Object position labeling entries:
═══

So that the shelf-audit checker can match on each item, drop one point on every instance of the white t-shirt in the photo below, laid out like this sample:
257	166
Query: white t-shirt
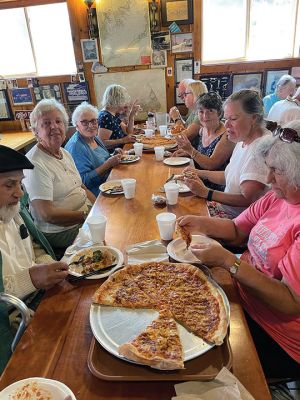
56	180
243	166
17	257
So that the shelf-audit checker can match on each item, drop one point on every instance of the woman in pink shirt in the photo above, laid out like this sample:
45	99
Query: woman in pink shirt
268	273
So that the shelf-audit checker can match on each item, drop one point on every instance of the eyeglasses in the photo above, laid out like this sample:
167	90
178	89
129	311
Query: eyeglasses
287	135
87	122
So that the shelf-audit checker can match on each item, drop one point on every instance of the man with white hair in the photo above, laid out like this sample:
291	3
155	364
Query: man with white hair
285	87
286	110
26	264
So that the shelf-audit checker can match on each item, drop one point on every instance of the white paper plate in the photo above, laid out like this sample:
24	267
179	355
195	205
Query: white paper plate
109	184
133	159
119	261
58	390
177	249
177	160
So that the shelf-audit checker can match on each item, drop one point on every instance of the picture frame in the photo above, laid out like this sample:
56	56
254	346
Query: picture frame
271	79
251	80
184	69
89	48
159	59
179	11
21	96
5	109
182	42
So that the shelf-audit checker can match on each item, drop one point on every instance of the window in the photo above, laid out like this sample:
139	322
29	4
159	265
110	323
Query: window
39	42
245	30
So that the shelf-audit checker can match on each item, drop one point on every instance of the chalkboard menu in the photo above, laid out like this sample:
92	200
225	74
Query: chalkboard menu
221	84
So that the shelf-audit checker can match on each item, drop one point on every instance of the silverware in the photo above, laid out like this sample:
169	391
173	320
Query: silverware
73	278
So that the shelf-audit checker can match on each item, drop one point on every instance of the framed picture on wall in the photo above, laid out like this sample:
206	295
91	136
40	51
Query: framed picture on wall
184	69
5	110
179	11
272	77
182	42
247	81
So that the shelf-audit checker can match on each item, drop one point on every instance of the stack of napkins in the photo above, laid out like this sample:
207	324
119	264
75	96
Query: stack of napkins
225	386
149	251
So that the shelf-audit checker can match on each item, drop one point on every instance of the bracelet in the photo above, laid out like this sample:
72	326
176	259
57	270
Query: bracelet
209	195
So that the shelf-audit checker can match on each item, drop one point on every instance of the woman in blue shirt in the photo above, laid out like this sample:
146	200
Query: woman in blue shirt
91	157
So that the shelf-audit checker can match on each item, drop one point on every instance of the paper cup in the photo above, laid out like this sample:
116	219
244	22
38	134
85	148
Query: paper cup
97	226
129	188
159	153
166	225
138	149
172	191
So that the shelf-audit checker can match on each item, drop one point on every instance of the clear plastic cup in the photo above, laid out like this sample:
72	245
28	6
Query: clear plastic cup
97	226
129	188
159	152
166	225
138	149
172	191
163	130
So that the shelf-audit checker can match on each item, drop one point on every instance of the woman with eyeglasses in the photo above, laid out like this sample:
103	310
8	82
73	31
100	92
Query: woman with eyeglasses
91	157
59	202
244	177
267	274
212	150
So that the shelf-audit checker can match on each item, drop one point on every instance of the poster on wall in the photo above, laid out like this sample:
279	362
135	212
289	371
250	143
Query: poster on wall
148	87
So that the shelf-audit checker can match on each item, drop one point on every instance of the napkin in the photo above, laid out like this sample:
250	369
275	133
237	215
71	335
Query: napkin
151	250
225	386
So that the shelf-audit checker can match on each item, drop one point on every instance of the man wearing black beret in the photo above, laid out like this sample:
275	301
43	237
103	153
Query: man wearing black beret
26	258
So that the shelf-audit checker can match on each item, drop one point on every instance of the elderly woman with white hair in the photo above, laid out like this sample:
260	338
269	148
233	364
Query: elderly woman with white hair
268	273
59	201
113	131
91	157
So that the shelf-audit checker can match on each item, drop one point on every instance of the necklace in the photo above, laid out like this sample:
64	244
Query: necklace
57	156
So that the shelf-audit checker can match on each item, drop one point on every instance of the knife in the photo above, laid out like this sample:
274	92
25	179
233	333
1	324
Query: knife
73	278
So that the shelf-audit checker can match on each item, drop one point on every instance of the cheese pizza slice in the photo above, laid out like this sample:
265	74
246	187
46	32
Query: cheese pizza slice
158	346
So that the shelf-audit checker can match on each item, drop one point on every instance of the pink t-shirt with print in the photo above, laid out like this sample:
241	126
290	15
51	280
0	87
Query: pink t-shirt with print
273	226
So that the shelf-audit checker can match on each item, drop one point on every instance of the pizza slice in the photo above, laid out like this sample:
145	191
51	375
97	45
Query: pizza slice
159	346
185	234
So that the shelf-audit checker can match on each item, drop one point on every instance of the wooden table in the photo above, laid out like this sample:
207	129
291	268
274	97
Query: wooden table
56	343
17	140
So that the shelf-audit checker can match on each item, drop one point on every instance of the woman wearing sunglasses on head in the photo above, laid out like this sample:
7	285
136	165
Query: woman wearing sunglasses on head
268	273
91	157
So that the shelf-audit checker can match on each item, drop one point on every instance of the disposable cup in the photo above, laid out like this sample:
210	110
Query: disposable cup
163	130
149	132
166	225
97	226
129	188
172	191
138	149
159	152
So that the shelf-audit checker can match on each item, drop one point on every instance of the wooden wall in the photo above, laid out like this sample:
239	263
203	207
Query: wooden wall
78	21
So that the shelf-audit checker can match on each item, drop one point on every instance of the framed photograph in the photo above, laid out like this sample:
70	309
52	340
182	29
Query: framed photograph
89	49
179	11
52	91
21	96
5	110
161	41
182	42
247	81
178	101
159	59
184	69
272	77
221	83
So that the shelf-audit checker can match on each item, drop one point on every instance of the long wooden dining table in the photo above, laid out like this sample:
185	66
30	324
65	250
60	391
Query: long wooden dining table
57	341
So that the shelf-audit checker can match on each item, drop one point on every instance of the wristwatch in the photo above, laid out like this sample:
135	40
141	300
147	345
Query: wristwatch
234	268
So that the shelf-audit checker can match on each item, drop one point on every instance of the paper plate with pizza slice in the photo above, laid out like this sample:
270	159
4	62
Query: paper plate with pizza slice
159	314
93	259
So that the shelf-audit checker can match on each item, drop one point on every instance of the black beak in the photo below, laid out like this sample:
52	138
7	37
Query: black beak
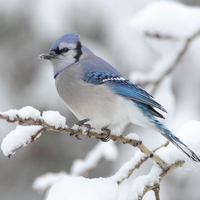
49	56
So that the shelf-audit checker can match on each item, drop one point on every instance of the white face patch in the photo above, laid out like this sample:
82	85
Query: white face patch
70	45
114	79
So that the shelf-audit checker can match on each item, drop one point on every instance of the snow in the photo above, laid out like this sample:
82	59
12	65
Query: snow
141	182
54	118
20	137
127	167
75	188
132	136
23	113
189	133
167	18
44	182
108	151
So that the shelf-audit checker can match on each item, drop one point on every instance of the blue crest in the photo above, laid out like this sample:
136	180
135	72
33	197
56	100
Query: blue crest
68	38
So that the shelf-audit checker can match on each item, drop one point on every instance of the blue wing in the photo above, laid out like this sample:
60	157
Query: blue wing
124	87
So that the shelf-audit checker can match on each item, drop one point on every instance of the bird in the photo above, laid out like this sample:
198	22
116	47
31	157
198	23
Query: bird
96	92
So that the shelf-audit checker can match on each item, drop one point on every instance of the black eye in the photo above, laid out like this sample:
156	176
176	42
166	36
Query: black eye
64	50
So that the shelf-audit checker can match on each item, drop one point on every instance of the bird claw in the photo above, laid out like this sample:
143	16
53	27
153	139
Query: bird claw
107	138
82	123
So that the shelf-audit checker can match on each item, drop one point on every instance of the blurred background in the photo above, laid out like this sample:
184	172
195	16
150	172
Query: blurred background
27	29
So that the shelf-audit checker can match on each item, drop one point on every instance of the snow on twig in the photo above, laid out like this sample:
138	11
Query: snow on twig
107	151
61	127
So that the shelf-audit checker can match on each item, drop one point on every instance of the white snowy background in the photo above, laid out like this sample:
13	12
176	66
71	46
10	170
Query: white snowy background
121	33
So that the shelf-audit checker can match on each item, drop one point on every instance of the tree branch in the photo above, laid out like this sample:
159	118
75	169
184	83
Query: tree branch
80	131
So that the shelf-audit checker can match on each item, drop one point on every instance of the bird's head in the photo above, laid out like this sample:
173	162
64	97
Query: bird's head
64	52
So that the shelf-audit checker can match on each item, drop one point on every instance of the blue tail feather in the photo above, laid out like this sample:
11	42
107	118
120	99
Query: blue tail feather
176	141
167	133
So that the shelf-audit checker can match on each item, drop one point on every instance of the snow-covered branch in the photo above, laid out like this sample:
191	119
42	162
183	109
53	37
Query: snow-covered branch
53	121
163	36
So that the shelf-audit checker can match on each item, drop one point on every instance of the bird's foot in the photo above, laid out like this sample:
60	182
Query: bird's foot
82	123
107	137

═══

Task prompt: Starting at the line that has "the blue tail" and ending with the last line of the entries, write those lines out again with the requests included, and add 44 to every answer point coordinate.

The completed task:
So that the shelf-audit checker can match on each item, drop one point on every instance of the blue tail feather in the photo above, laid out like this sample:
11	42
107	118
120	99
Query: blue tail feather
220	185
211	177
So that the shelf-audit checker can match on each item, drop one point on every instance of the snow-covered branch in the photo above, laid out like this sample:
191	119
42	162
183	109
53	37
Query: snow-covered branch
97	165
207	80
So that the shelf-audit checker can match on each item, drop one point on every instance of the bird's foot in the photo above, laid out like this sample:
60	182
Query: bird's foot
126	167
151	181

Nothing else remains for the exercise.